### SELECTED EXCERPT
[Start of section]
Page 22: "The slim blond waitress appeared, with her miniskirt and the name tag Marianne on her right breast -- a French girl from Israel, studying in New York and working part-time as a waitress at the Café Mozart, on Seventieth Street, on the Upper West Side, not far from the apartment where I was busy experimenting with my afterlife." This is either pure imagination of a sort that we haven't seen to this point, or the author dipping into a third-person omniscient that also doesn't seem like something we've seen before. Either way, it strikes me as incredibly curious that we're doing all this for a minor character, but we've seen a couple books in this class chose to go this route, slipping in techniques that are different from the normal storytelling technique of the piece while paying attention to lesser characters. I'm wondering if the reader is more forgiving when dealing with people who seem not to matter as much to the text?

Page 43: "Decision is a moment of insanity,' Mr. Kierkegaard whispered insidiously, as he did every evening." There are a lot of these byplays with historical figures, intersection of text with thought, but rarely as clearly and succinctly as here, and this is the first time where the thoughts actually seem to be characters themselves.
[End of section]
### EXERCISE PROMPT
Extract the reading notes above in full, word for word.

### DATA
[Start of section]
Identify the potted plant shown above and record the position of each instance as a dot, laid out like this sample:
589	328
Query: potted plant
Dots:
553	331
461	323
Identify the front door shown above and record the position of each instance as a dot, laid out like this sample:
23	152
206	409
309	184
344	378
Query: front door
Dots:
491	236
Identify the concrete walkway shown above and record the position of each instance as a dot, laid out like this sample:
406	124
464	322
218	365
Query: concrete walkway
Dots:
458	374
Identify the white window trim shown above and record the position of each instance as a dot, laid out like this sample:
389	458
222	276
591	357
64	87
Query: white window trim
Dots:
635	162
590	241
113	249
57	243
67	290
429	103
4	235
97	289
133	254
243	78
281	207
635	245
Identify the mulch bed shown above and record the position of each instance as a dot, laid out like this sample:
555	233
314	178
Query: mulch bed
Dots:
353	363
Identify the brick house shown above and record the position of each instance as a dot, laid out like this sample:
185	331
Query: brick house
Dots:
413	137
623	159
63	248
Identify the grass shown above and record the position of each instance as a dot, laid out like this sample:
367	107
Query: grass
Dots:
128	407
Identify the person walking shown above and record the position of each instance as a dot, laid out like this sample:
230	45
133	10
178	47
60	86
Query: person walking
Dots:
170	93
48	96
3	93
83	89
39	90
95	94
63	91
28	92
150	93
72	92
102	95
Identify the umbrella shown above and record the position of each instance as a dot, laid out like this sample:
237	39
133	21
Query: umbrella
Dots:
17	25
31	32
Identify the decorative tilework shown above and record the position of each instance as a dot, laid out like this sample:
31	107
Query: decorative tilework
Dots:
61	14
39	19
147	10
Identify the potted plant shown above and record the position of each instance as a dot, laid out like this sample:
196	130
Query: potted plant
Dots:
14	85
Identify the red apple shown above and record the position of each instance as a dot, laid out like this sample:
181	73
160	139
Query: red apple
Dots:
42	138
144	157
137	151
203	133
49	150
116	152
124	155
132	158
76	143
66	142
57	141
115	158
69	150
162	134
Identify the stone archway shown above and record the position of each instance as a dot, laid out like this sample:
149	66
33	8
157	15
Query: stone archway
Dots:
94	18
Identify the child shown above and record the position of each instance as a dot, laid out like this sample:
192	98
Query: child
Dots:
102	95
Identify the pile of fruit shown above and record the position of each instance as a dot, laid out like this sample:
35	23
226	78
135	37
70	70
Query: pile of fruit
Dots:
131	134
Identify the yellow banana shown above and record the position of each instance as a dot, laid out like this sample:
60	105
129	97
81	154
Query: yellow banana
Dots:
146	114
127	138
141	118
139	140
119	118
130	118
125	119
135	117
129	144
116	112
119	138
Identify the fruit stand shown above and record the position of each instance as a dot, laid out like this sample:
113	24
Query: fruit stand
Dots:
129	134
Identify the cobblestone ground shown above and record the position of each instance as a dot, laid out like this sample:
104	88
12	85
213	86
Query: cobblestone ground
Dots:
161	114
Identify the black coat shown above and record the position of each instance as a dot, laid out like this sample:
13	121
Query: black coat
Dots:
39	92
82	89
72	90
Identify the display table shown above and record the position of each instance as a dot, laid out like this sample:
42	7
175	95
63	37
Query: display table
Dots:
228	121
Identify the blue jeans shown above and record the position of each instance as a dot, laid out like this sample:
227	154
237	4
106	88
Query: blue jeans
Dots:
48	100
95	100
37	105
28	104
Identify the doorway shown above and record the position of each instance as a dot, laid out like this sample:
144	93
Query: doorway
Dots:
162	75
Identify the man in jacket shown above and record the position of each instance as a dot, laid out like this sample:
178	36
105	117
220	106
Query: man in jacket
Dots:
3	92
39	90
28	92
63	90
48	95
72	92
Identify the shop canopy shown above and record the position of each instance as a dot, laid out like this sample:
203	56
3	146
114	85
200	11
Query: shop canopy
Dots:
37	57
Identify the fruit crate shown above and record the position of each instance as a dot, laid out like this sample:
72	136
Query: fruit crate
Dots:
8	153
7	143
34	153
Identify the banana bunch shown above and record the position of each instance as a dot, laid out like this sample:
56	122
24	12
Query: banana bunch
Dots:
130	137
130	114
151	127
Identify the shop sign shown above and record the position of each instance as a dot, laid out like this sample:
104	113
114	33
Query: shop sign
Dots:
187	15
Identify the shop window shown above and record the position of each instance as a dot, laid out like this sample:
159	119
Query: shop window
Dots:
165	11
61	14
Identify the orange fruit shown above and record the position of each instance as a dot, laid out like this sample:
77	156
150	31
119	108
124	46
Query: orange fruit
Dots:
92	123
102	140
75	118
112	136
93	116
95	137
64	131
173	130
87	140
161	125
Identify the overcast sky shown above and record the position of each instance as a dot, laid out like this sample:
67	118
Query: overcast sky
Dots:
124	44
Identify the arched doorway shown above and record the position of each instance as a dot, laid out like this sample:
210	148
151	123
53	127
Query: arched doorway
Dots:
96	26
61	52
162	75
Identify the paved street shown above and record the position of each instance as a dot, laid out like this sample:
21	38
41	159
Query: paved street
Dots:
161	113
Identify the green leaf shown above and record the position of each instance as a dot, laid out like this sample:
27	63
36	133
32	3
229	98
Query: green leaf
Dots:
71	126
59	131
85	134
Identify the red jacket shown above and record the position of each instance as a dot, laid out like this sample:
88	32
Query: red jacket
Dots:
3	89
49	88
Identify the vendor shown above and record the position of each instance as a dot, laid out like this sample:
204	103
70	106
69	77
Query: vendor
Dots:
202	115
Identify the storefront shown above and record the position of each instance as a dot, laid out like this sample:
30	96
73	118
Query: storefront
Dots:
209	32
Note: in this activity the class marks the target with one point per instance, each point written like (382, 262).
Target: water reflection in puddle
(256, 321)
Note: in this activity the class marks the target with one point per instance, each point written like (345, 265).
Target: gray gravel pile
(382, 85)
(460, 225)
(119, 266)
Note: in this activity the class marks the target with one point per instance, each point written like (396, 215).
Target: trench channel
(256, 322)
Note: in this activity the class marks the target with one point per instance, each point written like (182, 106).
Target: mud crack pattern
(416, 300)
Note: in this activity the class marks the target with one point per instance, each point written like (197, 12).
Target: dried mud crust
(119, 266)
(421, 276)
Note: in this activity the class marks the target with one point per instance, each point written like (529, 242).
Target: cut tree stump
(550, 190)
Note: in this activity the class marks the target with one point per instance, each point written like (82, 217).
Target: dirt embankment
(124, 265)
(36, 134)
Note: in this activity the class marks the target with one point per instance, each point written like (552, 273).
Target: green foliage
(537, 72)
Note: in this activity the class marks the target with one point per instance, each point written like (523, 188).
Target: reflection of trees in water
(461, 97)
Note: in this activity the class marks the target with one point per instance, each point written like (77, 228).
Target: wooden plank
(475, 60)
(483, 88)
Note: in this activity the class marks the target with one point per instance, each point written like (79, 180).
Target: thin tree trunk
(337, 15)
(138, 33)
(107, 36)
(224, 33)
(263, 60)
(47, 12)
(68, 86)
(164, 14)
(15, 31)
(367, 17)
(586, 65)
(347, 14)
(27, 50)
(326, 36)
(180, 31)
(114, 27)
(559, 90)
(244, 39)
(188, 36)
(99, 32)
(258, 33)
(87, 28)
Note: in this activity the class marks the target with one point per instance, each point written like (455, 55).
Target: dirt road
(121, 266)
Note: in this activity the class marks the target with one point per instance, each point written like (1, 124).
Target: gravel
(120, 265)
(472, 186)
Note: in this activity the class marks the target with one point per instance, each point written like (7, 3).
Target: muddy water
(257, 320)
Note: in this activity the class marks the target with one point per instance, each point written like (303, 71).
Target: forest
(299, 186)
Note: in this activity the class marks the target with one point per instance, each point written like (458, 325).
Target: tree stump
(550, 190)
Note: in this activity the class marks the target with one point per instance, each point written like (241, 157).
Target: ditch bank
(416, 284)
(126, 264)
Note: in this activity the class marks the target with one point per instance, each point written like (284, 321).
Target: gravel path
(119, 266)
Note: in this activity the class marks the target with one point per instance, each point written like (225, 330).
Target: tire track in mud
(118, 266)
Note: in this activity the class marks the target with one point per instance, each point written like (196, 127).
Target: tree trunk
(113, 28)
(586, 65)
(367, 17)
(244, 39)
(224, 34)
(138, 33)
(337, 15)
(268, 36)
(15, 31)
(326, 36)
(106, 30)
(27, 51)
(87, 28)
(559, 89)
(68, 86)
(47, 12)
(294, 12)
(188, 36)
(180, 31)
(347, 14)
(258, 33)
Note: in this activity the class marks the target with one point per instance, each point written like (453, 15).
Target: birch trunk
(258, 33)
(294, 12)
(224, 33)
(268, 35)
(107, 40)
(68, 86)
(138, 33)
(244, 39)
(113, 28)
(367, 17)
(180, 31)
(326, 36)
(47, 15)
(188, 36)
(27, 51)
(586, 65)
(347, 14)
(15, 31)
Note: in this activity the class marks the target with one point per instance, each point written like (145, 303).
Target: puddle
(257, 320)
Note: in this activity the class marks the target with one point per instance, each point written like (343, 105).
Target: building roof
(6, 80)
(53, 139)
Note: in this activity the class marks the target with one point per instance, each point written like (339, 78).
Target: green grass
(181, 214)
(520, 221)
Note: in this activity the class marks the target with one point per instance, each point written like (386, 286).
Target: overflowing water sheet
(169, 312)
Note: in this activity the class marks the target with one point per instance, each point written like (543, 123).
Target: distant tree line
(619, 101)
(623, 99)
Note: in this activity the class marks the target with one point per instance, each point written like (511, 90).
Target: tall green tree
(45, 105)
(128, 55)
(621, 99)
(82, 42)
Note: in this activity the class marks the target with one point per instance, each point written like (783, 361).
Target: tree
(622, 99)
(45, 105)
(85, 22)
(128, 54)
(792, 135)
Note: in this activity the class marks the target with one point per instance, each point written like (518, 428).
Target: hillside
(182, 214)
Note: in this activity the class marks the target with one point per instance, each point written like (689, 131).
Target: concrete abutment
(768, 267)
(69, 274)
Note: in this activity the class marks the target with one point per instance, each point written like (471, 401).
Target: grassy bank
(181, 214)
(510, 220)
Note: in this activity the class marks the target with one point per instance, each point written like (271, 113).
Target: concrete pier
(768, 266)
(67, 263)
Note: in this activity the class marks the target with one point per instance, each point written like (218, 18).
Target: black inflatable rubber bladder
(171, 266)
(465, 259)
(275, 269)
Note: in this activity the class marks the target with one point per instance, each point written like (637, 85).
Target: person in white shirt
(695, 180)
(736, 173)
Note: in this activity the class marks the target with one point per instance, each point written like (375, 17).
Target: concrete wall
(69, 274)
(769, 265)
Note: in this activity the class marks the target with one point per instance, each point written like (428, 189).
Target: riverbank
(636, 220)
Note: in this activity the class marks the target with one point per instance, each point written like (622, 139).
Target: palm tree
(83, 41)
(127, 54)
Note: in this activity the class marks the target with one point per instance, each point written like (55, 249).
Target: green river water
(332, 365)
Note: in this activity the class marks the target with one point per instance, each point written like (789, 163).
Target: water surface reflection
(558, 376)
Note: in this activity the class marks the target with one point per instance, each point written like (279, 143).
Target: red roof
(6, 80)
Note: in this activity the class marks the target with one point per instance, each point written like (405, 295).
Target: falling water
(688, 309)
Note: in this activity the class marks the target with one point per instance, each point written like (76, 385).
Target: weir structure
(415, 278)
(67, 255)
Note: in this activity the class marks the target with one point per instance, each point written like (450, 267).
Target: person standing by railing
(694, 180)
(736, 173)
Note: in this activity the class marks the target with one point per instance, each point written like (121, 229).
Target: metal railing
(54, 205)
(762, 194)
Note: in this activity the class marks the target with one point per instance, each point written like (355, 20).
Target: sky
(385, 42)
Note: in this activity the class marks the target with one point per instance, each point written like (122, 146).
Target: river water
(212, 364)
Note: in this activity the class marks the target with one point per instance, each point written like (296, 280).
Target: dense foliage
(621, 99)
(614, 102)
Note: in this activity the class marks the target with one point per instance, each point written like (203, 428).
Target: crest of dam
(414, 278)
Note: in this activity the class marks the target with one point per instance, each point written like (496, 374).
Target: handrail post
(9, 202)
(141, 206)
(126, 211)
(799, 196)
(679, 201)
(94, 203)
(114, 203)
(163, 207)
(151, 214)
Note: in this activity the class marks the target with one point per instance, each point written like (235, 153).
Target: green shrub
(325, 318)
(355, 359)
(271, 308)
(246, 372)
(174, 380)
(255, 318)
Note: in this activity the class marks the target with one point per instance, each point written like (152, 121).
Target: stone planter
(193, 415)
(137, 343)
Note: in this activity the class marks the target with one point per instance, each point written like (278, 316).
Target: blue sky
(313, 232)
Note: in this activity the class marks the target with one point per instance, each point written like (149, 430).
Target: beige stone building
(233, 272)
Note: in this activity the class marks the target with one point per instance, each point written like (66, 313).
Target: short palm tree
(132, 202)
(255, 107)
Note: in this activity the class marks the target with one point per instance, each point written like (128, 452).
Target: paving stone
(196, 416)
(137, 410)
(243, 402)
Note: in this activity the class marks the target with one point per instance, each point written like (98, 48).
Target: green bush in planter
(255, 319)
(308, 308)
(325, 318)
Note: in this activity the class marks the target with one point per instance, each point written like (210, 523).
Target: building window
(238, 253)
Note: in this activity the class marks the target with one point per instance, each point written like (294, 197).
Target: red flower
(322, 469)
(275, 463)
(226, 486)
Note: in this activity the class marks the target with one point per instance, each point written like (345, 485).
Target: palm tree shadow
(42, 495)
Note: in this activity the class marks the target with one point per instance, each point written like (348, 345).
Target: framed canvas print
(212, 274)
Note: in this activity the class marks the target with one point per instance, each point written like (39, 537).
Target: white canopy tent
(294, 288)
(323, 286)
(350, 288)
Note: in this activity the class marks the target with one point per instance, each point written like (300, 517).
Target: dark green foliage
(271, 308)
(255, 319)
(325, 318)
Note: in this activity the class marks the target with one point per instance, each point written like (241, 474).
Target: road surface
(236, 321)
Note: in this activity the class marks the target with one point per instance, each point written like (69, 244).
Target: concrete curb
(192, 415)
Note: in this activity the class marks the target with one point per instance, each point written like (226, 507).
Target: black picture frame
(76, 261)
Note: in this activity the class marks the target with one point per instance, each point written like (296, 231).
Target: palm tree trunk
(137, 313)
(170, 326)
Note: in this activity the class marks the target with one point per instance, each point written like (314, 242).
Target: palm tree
[End of section]
### WRITTEN RESPONSE
Page 22: "The slim blond waitress appeared, with her miniskirt and the name tag Marianne on her right breast -- a French girl from Israel, studying in New York and working part-time as a waitress at the Café Mozart, on Seventieth Street, on the Upper West Side, not far from the apartment where I was busy experimenting with my afterlife." This is either pure imagination of a sort that we haven't seen to this point, or the author dipping into a third-person omniscient that also doesn't seem like something we've seen before. Either way, it strikes me as incredibly curious that we're doing all this for a minor character, but we've seen a couple books in this class chose to go this route, slipping in techniques that are different from the normal storytelling technique of the piece while paying attention to lesser characters. I'm wondering if the reader is more forgiving when dealing with people who seem not to matter as much to the text?

Page 43: "Decision is a moment of insanity,' Mr. Kierkegaard whispered insidiously, as he did every evening." There are a lot of these byplays with historical figures, intersection of text with thought, but rarely as clearly and succinctly as here, and this is the first time where the thoughts actually seem to be characters themselves.